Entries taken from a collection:
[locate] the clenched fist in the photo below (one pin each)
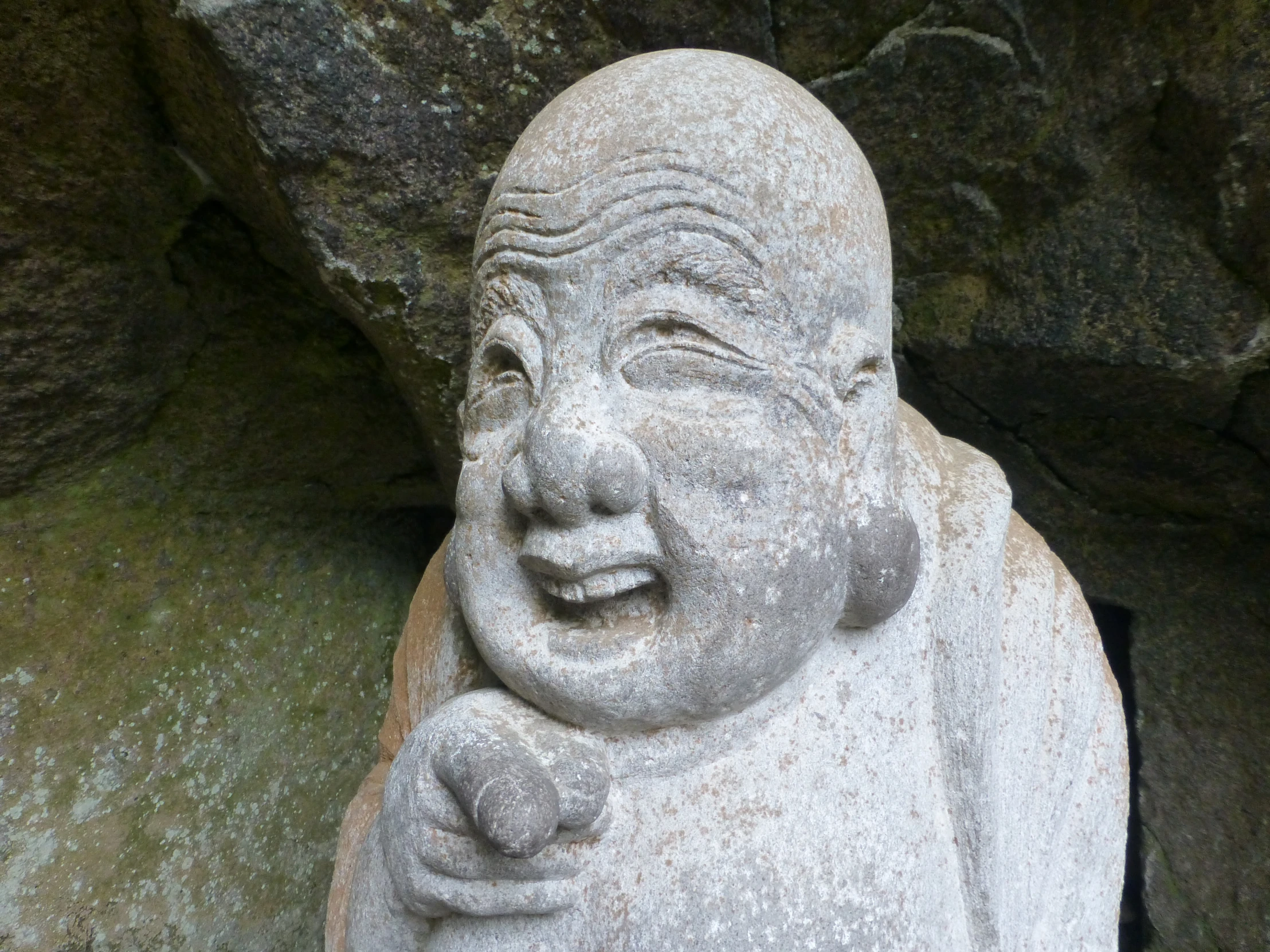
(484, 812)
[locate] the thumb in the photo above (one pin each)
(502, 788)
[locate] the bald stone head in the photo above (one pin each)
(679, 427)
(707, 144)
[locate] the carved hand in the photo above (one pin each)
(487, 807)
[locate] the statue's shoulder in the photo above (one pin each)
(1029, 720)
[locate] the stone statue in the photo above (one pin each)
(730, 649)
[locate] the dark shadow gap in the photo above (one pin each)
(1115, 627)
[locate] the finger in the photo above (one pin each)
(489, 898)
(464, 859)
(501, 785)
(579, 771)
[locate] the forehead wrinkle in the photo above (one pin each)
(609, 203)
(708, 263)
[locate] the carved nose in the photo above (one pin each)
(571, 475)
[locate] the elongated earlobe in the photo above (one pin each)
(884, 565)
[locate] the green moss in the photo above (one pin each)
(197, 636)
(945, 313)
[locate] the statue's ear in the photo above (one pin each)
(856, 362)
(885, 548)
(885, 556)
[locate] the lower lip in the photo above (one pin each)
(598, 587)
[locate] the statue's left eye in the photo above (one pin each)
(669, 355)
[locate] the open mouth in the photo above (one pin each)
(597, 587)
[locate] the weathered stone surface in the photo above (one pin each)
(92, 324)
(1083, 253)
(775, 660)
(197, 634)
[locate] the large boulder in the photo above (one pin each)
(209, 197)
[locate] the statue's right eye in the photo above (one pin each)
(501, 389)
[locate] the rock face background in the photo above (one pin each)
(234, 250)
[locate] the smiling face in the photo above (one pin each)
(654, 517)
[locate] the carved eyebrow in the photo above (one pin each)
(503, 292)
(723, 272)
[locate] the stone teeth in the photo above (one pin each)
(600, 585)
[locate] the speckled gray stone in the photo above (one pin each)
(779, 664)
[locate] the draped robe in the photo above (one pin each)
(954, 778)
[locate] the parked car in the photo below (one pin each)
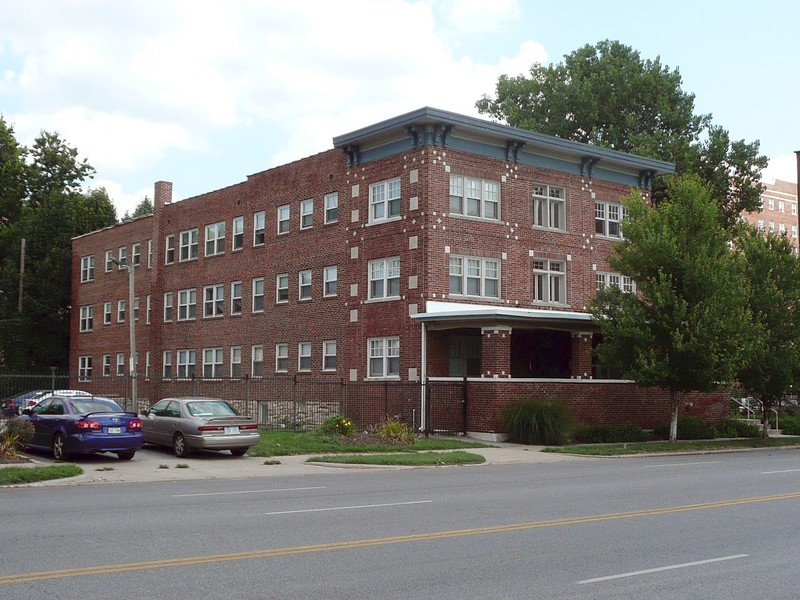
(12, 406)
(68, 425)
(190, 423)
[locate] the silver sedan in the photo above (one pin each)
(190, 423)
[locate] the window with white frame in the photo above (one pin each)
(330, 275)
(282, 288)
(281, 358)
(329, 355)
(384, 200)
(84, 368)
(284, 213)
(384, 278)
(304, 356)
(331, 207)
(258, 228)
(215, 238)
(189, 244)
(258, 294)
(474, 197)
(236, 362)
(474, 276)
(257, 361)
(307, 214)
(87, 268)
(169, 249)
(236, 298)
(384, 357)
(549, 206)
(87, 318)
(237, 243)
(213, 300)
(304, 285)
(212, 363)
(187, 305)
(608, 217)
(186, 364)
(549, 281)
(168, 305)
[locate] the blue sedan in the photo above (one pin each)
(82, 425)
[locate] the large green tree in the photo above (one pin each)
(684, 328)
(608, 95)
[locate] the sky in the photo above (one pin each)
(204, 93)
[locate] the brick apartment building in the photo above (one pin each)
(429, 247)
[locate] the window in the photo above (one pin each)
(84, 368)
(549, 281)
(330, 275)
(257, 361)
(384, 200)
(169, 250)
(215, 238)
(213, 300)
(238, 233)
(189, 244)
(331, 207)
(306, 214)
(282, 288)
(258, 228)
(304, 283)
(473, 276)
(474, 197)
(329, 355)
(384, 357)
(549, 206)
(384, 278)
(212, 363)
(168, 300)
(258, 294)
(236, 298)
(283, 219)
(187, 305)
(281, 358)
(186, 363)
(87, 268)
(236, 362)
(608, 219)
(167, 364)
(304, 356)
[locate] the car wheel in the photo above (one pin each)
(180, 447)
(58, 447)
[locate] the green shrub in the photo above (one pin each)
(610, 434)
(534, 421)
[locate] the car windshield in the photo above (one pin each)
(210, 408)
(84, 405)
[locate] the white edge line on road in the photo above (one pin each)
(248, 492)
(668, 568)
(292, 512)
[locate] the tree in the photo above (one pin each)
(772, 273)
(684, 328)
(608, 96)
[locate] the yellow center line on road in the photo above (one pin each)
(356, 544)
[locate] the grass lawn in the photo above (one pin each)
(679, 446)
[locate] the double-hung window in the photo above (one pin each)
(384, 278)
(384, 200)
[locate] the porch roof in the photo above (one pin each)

▸ **What you are asked to do**: Without the pictures, retype all of the data above exactly.

▸ **Written response**:
[locate] the clenched fist in the photo below (one pin each)
(484, 812)
[locate] the thumb in the photo above (one pin each)
(502, 788)
[locate] the bald stone head in the photo above (one pin each)
(679, 427)
(707, 144)
[locate] the carved hand in the photo above (one pin each)
(487, 807)
[locate] the statue's shoulder in the photo above (one pin each)
(1029, 720)
[locate] the stone statue in the photo above (one pin each)
(730, 649)
[locate] the dark shadow gap in the photo above (one pin each)
(1115, 627)
[locate] the finger in the photo above (one pin each)
(489, 898)
(464, 859)
(501, 785)
(579, 771)
[locate] the forehead wrinkle in the photo above (one pin each)
(609, 203)
(708, 263)
[locate] the carved nose in the photo above (one pin each)
(571, 475)
[locate] the elongated earlobe in the photo above (one pin each)
(884, 565)
[locate] the green moss in the photo above (one pin each)
(197, 636)
(945, 313)
[locate] the statue's ear in the photo above (one pin each)
(856, 362)
(885, 548)
(885, 556)
[locate] the lower lip in the photo above (one pin each)
(598, 587)
[locate] the statue's left eye in the photo above (one pin each)
(669, 355)
[locate] the open mouth in the photo above (one pin each)
(597, 587)
[locate] the weathered stone surface in the photo above (one pin each)
(92, 324)
(1083, 253)
(775, 660)
(197, 634)
[locate] the large boulder in the photo above (one pin each)
(209, 197)
[locate] the statue's right eye in the photo above (one pin each)
(501, 389)
[locate] the rock face background in the photo above (one pin each)
(234, 250)
[locate] the smiling face in the photo above (one pin each)
(654, 517)
[locate] the carved eyebrow in the photo above (one pin each)
(503, 292)
(723, 272)
[locate] the stone teeth in the photo above (one pin each)
(600, 585)
[locate] the speckled gray stone in the photo above (one pin each)
(779, 664)
[locate] the draped robe in the photo above (one pin each)
(954, 778)
[locate] the parked car in the photo below (one pin each)
(12, 406)
(68, 425)
(190, 423)
[locate] the silver sedan in the photo above (one pin each)
(190, 423)
[locate] the window with white frame in the photo above (one pin each)
(330, 275)
(282, 288)
(281, 358)
(329, 355)
(384, 200)
(84, 368)
(284, 213)
(384, 278)
(304, 356)
(331, 207)
(258, 228)
(215, 238)
(189, 244)
(258, 294)
(474, 197)
(236, 362)
(474, 276)
(257, 361)
(307, 214)
(87, 268)
(169, 249)
(236, 298)
(384, 357)
(549, 206)
(87, 318)
(237, 243)
(213, 300)
(304, 285)
(212, 363)
(187, 305)
(608, 217)
(186, 364)
(549, 281)
(168, 305)
[locate] the blue sedan in the photo above (one pin each)
(82, 425)
[locate] the large green tree in the photo above (one pin each)
(684, 328)
(608, 95)
[locate] the sky in the photo above (one pin each)
(204, 93)
[locate] the brick apartment building in the photo above (one pin each)
(429, 247)
[locate] the window in the photo above (one pin each)
(84, 368)
(549, 281)
(330, 275)
(257, 361)
(384, 200)
(169, 250)
(215, 238)
(213, 300)
(238, 233)
(189, 244)
(331, 207)
(306, 214)
(282, 288)
(258, 228)
(304, 283)
(473, 276)
(474, 197)
(329, 355)
(384, 357)
(549, 206)
(384, 278)
(212, 363)
(168, 300)
(258, 294)
(236, 298)
(283, 219)
(187, 305)
(281, 358)
(186, 363)
(87, 268)
(236, 362)
(608, 219)
(167, 364)
(304, 356)
[locate] the car wheel in the photo above (one pin each)
(180, 447)
(58, 447)
[locate] the green shrub in the photo above (one pin each)
(610, 434)
(534, 421)
[locate] the car windshield in the photo above (one pin each)
(210, 408)
(84, 405)
[locate] the white edge line on road in the photo above (one pin each)
(248, 492)
(668, 568)
(292, 512)
[locate] the tree in the photo above (one pin each)
(772, 273)
(684, 328)
(608, 96)
[locate] the yellow center line on road in the photo above (one pin each)
(356, 544)
[locate] the grass lawn in the photo above (one pin each)
(679, 446)
[locate] the double-hung window in the photo above (one pin each)
(384, 278)
(384, 200)
[locate] the porch roof in the photo above (one pin each)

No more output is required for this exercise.